- [OBJECTIF]
Extrayez du texte sur les prix alimentaires en Belgique le passage commençant par « La conclusion du » et se poursuivant jusqu'à « personne n’a posée. », sans en modifier un seul mot.

- [EXTRAIT À LIRE]
>>>>>

Si “il n’y a pas d’anomalie belge dans l’évolution des prix”, ceux-ci sont plus élevés en Belgique
L’inflation des produits alimentaires suit la même tendance en Belgique que dans les pays voisins, constate le ministre de l’Economie Pierre-Yves Dermagne après avoir suivi l’évolution pendant plusieurs mois. Certes, mais les prix sont plus élevés en Belgique et de plus en plus de personnes vont faire leurs courses à l’étranger. Et les choses ne semblent pas près de changer.
La conclusion du ministre fédéral de l’Économie après avoir suivi les prix des denrées alimentaires pendant les mois de l’été : “Il n’y a pas d’anomalie belge dans l’évolution des prix”. Ou comment répondre à une question que personne n’a posée.

<<<<<

- [DONNÉES FOURNIES]
>>>>>

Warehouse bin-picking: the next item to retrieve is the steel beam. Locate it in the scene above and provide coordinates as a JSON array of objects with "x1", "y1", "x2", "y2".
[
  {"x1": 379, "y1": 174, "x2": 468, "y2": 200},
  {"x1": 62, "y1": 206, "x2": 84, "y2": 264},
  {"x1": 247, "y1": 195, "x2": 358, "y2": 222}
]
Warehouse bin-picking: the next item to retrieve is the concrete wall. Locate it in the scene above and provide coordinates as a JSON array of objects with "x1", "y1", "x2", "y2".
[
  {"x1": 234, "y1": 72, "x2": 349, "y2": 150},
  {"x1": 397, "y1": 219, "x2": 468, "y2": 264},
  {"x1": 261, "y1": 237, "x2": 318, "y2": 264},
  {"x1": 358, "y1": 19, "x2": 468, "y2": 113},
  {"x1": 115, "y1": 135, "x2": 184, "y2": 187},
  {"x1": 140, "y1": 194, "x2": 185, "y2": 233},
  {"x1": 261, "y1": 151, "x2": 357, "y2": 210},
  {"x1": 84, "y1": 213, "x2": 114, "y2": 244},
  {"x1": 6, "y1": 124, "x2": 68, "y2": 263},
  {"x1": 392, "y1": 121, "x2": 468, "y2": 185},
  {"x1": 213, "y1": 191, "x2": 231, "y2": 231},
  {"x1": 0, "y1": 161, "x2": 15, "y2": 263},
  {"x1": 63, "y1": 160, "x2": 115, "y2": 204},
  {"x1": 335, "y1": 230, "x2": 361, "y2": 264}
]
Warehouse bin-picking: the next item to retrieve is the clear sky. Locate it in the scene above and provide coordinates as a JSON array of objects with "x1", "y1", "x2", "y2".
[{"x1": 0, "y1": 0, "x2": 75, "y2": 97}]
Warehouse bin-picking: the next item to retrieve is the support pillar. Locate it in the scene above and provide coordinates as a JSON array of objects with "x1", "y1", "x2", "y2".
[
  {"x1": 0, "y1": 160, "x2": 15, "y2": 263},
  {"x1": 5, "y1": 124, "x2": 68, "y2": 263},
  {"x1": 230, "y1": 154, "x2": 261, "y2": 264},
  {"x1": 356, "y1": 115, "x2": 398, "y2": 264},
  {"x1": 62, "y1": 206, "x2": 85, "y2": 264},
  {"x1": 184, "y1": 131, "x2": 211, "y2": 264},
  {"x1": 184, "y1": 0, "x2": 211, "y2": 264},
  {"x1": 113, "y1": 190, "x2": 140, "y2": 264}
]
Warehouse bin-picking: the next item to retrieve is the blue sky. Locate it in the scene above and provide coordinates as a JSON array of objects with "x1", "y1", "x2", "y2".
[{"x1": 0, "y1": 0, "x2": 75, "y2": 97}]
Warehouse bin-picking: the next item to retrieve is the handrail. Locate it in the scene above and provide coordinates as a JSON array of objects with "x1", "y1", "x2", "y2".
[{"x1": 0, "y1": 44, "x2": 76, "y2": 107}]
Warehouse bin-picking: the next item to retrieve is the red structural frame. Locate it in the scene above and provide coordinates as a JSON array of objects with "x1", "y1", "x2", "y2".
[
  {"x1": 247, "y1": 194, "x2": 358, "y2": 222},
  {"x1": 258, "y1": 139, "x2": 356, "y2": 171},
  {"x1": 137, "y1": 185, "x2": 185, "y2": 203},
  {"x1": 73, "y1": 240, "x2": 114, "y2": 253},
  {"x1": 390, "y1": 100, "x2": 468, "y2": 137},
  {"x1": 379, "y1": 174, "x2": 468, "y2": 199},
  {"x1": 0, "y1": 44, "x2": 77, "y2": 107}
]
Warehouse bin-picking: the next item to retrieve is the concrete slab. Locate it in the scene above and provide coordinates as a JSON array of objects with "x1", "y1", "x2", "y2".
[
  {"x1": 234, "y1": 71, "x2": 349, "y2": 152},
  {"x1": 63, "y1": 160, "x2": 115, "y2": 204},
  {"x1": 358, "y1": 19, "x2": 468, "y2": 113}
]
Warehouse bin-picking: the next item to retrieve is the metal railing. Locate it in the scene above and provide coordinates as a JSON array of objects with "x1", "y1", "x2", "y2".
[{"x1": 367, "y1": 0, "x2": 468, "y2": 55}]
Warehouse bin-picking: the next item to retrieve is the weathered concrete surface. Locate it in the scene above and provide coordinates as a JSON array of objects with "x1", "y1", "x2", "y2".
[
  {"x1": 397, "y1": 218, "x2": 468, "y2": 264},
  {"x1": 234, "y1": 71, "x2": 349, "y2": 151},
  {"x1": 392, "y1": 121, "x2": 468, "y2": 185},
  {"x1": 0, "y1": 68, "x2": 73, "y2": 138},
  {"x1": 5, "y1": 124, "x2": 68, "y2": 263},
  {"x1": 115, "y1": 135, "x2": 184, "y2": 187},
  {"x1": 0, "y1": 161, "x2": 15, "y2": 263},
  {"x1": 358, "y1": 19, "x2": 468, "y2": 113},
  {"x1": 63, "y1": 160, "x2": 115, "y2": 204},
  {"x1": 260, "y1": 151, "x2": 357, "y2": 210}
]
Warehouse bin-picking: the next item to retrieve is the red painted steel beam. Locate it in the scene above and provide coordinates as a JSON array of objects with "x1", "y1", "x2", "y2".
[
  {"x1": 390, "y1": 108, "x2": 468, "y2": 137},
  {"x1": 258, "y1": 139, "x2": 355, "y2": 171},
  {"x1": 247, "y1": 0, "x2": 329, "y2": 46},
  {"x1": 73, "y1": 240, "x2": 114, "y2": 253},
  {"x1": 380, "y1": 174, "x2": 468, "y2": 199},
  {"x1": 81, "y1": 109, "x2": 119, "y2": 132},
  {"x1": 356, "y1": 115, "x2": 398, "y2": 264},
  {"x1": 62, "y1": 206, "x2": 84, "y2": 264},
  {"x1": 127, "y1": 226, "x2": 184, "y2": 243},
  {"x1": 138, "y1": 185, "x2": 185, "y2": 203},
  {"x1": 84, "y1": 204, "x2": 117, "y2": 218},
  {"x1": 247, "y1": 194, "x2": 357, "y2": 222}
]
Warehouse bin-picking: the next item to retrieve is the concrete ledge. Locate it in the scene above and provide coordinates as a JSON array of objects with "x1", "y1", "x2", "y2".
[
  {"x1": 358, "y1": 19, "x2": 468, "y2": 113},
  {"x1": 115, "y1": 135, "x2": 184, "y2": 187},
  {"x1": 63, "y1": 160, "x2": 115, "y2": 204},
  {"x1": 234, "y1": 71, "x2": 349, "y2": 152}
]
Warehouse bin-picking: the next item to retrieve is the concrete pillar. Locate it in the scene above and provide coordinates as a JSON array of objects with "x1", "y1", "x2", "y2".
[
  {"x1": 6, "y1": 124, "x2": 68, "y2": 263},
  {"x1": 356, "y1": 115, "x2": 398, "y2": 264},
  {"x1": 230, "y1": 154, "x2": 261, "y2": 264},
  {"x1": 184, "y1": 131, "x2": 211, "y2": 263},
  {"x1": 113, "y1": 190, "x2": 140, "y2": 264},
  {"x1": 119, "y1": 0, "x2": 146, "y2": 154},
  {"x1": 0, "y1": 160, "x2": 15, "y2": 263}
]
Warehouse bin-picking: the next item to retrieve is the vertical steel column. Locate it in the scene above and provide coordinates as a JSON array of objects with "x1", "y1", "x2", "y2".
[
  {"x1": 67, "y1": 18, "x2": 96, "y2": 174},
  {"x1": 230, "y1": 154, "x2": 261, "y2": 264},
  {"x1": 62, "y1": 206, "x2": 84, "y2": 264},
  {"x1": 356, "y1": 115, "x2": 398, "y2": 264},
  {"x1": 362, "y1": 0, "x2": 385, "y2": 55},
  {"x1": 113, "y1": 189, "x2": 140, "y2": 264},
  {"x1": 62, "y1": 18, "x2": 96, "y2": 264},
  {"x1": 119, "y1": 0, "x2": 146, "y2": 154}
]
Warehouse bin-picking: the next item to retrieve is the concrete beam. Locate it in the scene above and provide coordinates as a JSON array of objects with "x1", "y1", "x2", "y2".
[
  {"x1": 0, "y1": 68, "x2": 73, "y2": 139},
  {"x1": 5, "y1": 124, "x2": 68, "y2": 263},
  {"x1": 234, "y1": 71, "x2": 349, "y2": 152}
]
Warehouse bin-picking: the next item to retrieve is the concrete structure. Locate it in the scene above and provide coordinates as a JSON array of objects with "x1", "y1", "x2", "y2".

<<<<<

- [RÉSULTAT ATTENDU]
La conclusion du ministre fédéral de l’Économie après avoir suivi les prix des denrées alimentaires pendant les mois de l’été : “Il n’y a pas d’anomalie belge dans l’évolution des prix”. Ou comment répondre à une question que personne n’a posée.